→ **Aim**
Copy each of the entries below word for word, and leave the pictures out of your answer.

'''

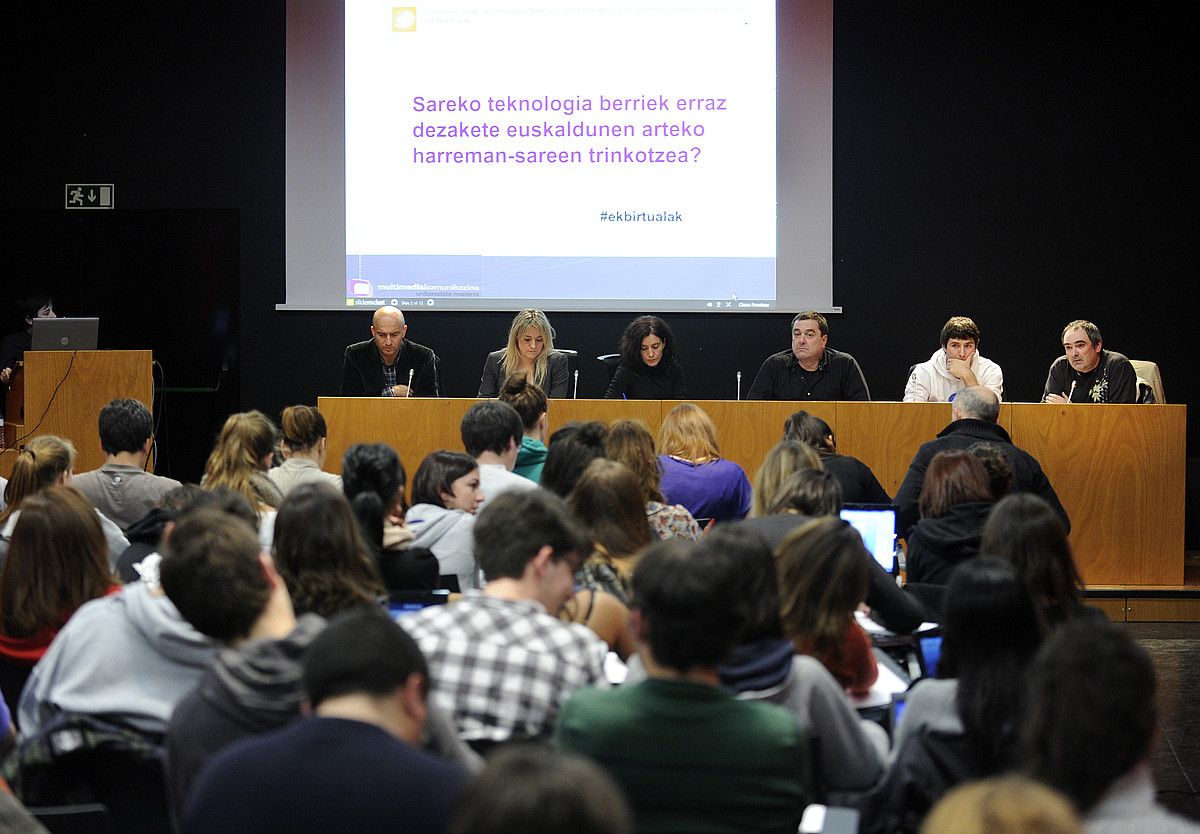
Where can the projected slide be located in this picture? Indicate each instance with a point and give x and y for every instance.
(562, 153)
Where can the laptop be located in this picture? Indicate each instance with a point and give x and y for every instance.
(65, 334)
(877, 526)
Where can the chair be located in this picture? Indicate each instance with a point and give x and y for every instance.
(610, 361)
(1150, 381)
(85, 819)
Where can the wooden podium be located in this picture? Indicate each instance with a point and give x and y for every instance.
(64, 391)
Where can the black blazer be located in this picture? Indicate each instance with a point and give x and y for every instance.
(559, 379)
(363, 370)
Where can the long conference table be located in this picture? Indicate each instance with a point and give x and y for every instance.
(1117, 469)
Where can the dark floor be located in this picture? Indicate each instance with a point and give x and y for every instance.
(1175, 648)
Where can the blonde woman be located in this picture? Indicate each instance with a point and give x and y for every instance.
(694, 473)
(531, 352)
(630, 442)
(48, 461)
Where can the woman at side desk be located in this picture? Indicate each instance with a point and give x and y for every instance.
(648, 369)
(531, 352)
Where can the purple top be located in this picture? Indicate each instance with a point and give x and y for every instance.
(715, 490)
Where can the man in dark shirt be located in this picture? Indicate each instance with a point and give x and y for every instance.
(810, 370)
(1087, 372)
(976, 411)
(388, 365)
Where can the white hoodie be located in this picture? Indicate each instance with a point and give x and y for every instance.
(931, 381)
(450, 535)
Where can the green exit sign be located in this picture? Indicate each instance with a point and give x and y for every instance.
(90, 196)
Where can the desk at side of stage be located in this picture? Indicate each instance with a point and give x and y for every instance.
(1119, 469)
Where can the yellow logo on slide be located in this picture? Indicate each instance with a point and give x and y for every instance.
(403, 18)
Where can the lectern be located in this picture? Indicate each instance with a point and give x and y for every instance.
(64, 391)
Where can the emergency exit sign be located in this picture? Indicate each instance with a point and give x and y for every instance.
(94, 196)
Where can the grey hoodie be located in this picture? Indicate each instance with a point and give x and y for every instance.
(129, 658)
(449, 534)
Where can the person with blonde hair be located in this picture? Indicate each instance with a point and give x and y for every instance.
(304, 447)
(629, 442)
(529, 353)
(609, 501)
(694, 473)
(784, 460)
(48, 461)
(240, 457)
(1002, 805)
(57, 562)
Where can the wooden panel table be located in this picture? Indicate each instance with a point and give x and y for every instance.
(1119, 469)
(66, 389)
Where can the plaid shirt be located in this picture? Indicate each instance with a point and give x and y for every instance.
(503, 667)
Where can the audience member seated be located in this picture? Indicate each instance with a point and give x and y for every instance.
(955, 499)
(501, 661)
(529, 355)
(629, 442)
(255, 683)
(304, 445)
(1026, 532)
(858, 483)
(569, 453)
(964, 724)
(765, 666)
(995, 463)
(354, 766)
(240, 459)
(127, 658)
(1091, 725)
(609, 501)
(492, 433)
(975, 413)
(532, 789)
(1007, 804)
(694, 473)
(121, 489)
(531, 403)
(47, 461)
(811, 493)
(781, 461)
(648, 369)
(445, 496)
(373, 481)
(321, 553)
(822, 580)
(57, 562)
(690, 756)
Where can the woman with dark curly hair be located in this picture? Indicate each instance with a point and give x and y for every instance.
(321, 553)
(648, 369)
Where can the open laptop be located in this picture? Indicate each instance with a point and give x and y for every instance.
(65, 334)
(877, 526)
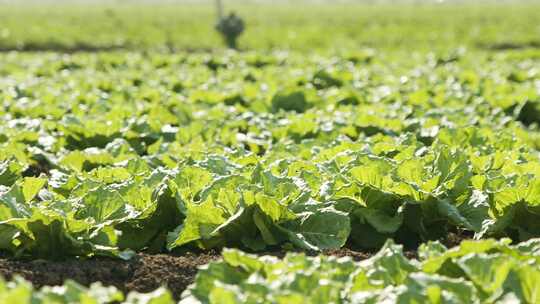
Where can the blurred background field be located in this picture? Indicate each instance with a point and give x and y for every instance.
(68, 26)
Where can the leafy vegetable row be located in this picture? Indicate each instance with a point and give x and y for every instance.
(487, 271)
(252, 151)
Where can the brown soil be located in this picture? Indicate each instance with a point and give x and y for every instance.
(143, 273)
(146, 272)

'''

→ **Output for this exercise**
Where can the projected slide be located in this picture? Indicate each instance with a point and give x and y for every instance.
(562, 153)
Where can the laptop be located in this picture? Indicate each instance with a point and give x and y for every instance.
(65, 334)
(877, 526)
Where can the chair be located in this picture? Indicate each instance with a point and give x and y for every instance.
(610, 361)
(1150, 381)
(85, 819)
Where can the wooden podium be located in this picture? Indicate each instance with a point and give x and y for every instance.
(64, 391)
Where can the black blazer be located in this picture? Indicate each instance with a point and give x and y for every instance.
(559, 379)
(363, 370)
Where can the long conference table be located in this picture? Indicate each instance with a point and give x and y for every instance.
(1117, 469)
Where can the dark floor be located in this picture? Indicate each instance with a point and give x and y for every instance.
(1175, 648)
Where can the blonde woman be located in this picture? Indicate each instance with a point and give x and y for every instance.
(694, 473)
(531, 352)
(630, 442)
(48, 461)
Where can the woman at side desk be located in this picture? Indicate each instance with a point and give x and y for every instance.
(648, 369)
(531, 352)
Where can the purple top be located in this picture? Indicate each instance with a point and give x and y for every instance.
(715, 490)
Where can the man in dark shirt be located in this picture? Indicate each instance with a point and give x and y for every instance.
(810, 370)
(1087, 372)
(976, 411)
(388, 365)
Where can the white hoodie be located in this picture? Indicate each instance with a point and give x and y for every instance.
(931, 381)
(450, 535)
Where can the green exit sign be located in this picture? Indicate each instance with a point and give x and y for every instance.
(90, 196)
Where can the desk at side of stage be located in this picture? Indicate each instance with a point and give x and y for every instance.
(1119, 469)
Where can the yellow logo on slide be located in this picture? Indicate each instance with a point and give x and y for every instance.
(403, 18)
Where can the lectern be located in this picture? Indicate each instance with a point and give x and y for every instance.
(64, 391)
Where can the emergency exit sign be located in this picture? Indicate each instance with a point and give x and y for every instance.
(94, 196)
Where can the grey hoodie be located in this picture? Indicate each instance with a point and give x and y for every instance.
(129, 658)
(449, 534)
Where can the person with blonde hair be located in this picture? Indicate each instance with a point and give x and y for every instance.
(304, 447)
(629, 442)
(529, 353)
(609, 501)
(694, 473)
(784, 460)
(48, 461)
(240, 457)
(1002, 805)
(57, 562)
Where can the wooden panel table be located in this picture? Indicate each instance with a point and give x and y for every instance.
(1119, 469)
(66, 389)
Where can the plaid shirt be located in this picture? Indicate each instance with a point and give x and y for every instance.
(503, 667)
Where can the audience member seated be located in this picture? Indicate each instance with a point and give x and y for every instance.
(955, 499)
(501, 661)
(529, 355)
(629, 442)
(255, 683)
(304, 445)
(1026, 532)
(858, 483)
(569, 453)
(964, 724)
(765, 666)
(995, 463)
(354, 766)
(240, 459)
(127, 658)
(1091, 725)
(609, 501)
(492, 433)
(975, 413)
(532, 789)
(1007, 804)
(694, 473)
(121, 489)
(531, 403)
(47, 461)
(811, 493)
(781, 461)
(648, 369)
(445, 496)
(373, 481)
(321, 553)
(822, 580)
(57, 562)
(690, 756)
Where can the woman with dark curly hair be located in this picture? Indicate each instance with a point and give x and y for every instance.
(321, 553)
(648, 369)
Where can the open laptop be located in this picture? Indicate each instance with a point and give x and y for every instance.
(65, 334)
(877, 526)
Where can the blurred background field be located in this picture? Indicate each instance with a point and give x and y for every instance.
(68, 26)
Where can the leafy vegetable row be located in this picture? Indicate each instance with a point and give x and y for every instance.
(487, 271)
(252, 151)
Where can the brown soil be located in this picture? Indicate each instance with a point and give x and y for every instance.
(143, 273)
(146, 272)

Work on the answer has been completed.